**Directives**:
- A) In the text about the age limit for commercial airline pilots, on what date did the Court of Justice of the European Union rule on the limit's validity?
- B) Carry on the text about the age-65 limit for commercial airline pilots, picking up right after its final sentence.

____ Document segment

The age limit of 65 for commercial passenger, cargo and mail air transport pilots is valid

On 5 July 2017, the Court of Justice of the European Union (hereinafter “the CJEU”) ruled on the validity of the age limit of 65 stipulated by Commission regulation no. 1178/2011 of 3 November 2011, defining the technical requirements and administrative procedures applicable to civil aviation aircrew (hereinafter “the Regulation”) for commercial passenger, cargo and mail air transport pilots.

The case related to a pilot working for the airline Lufthansaemployed as a captain since 1986. As he had reached the age of 65 in October 2013, the airline stopped employing him as he no longer had the right to work as a pilot in commercial air transport in accordance with the Regulation. However, his contract only expired on 31 December 2013, when the pilot had reached the age at which he could retire.

The pilot submitted the case to German jurisdiction, and asked for his salary to be paid for the months of November and December 2013, as for these two months, he still had his pilot’s licence as well as his qualifications as an instructor and examiner, roles which he could continue to work in beyond the age of 65.

________
____ Dataset records

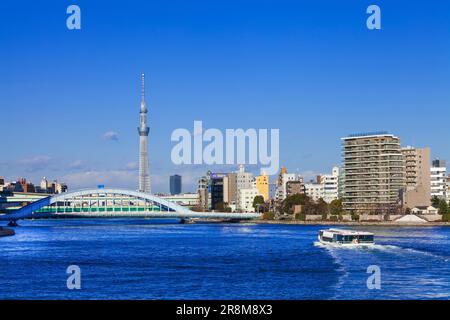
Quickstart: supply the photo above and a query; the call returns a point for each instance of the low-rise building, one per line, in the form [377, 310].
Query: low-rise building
[245, 199]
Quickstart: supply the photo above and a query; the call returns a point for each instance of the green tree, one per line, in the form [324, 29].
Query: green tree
[435, 201]
[336, 207]
[293, 200]
[257, 202]
[222, 207]
[443, 207]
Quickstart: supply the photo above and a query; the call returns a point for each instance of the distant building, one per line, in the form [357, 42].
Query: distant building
[204, 199]
[295, 187]
[439, 179]
[374, 173]
[184, 199]
[216, 189]
[175, 184]
[417, 191]
[448, 189]
[315, 191]
[245, 199]
[230, 188]
[262, 184]
[330, 185]
[26, 186]
[283, 178]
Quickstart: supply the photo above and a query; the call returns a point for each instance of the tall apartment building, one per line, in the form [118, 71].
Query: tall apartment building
[448, 189]
[417, 192]
[330, 185]
[244, 180]
[374, 172]
[438, 179]
[216, 189]
[175, 184]
[204, 200]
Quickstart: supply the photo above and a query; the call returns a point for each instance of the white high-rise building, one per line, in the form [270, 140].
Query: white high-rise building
[281, 192]
[244, 180]
[438, 179]
[330, 185]
[143, 129]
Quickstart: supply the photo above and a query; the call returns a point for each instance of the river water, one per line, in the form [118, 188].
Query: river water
[137, 259]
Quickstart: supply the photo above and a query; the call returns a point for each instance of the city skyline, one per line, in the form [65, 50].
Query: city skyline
[79, 123]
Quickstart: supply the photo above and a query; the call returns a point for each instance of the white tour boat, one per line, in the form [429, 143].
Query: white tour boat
[346, 237]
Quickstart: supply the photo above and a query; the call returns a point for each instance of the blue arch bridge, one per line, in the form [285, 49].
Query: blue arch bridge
[113, 203]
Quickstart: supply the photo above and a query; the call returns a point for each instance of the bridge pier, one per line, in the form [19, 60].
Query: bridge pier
[13, 223]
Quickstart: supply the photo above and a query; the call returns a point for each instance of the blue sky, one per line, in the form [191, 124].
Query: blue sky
[310, 68]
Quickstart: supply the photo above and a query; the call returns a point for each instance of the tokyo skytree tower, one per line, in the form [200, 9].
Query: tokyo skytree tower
[144, 171]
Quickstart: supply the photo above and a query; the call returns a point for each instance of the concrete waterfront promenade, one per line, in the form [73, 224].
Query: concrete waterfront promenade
[355, 223]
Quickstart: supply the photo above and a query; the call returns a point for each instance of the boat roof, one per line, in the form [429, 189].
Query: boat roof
[345, 232]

________

**Outputs by task**:
- A) 5 July 2017.

- B)
The German courts referred the case to the CJEU, asking the following question: does the age limit of 65 for commercial airline pilots comply with the principle of non-discrimination based on age, as well as the right to work and carry out a freely chosen or accepted profession, stipulated by the European Union Charter of Fundamental Rights? If so, does this age limit also apply to empty flights or ferry flights, as well as the roles of instructor and/or examiner on an aircraft?

The CJEU answered in the affirmative to the first question and declared that the age limit in question does comply with the principle of non-discrimination based on age as well as the right to work and carry out a freely chosen or accepted profession.

According to the CJEU, while there is a difference in treatment based on age, it is nevertheless justified by the aim, in the general interest, of ensuring the safety of civil aviation in Europe. It constitutes an appropriate way of achieving this aim, as the Regulation takes “taking into consideration the importance of human factors in the field of civil aviation and the progressive reduction of the physical capabilities necessary for acting as an airline pilot over the years”, thus ensuring that a reduction in these physical capabilities after the age of 65 does not cause accidents.

However, the CJEU answered in the negative to the second question. It began by finding that the age limit stipulated by the Regulation is strictly restricted to the following three cumulative conditions: that the holder of a pilot’s licence concerned has reached the age of 65, that he acts as a pilot of an aircraft and that the aircraft is engaged in commercial air transport.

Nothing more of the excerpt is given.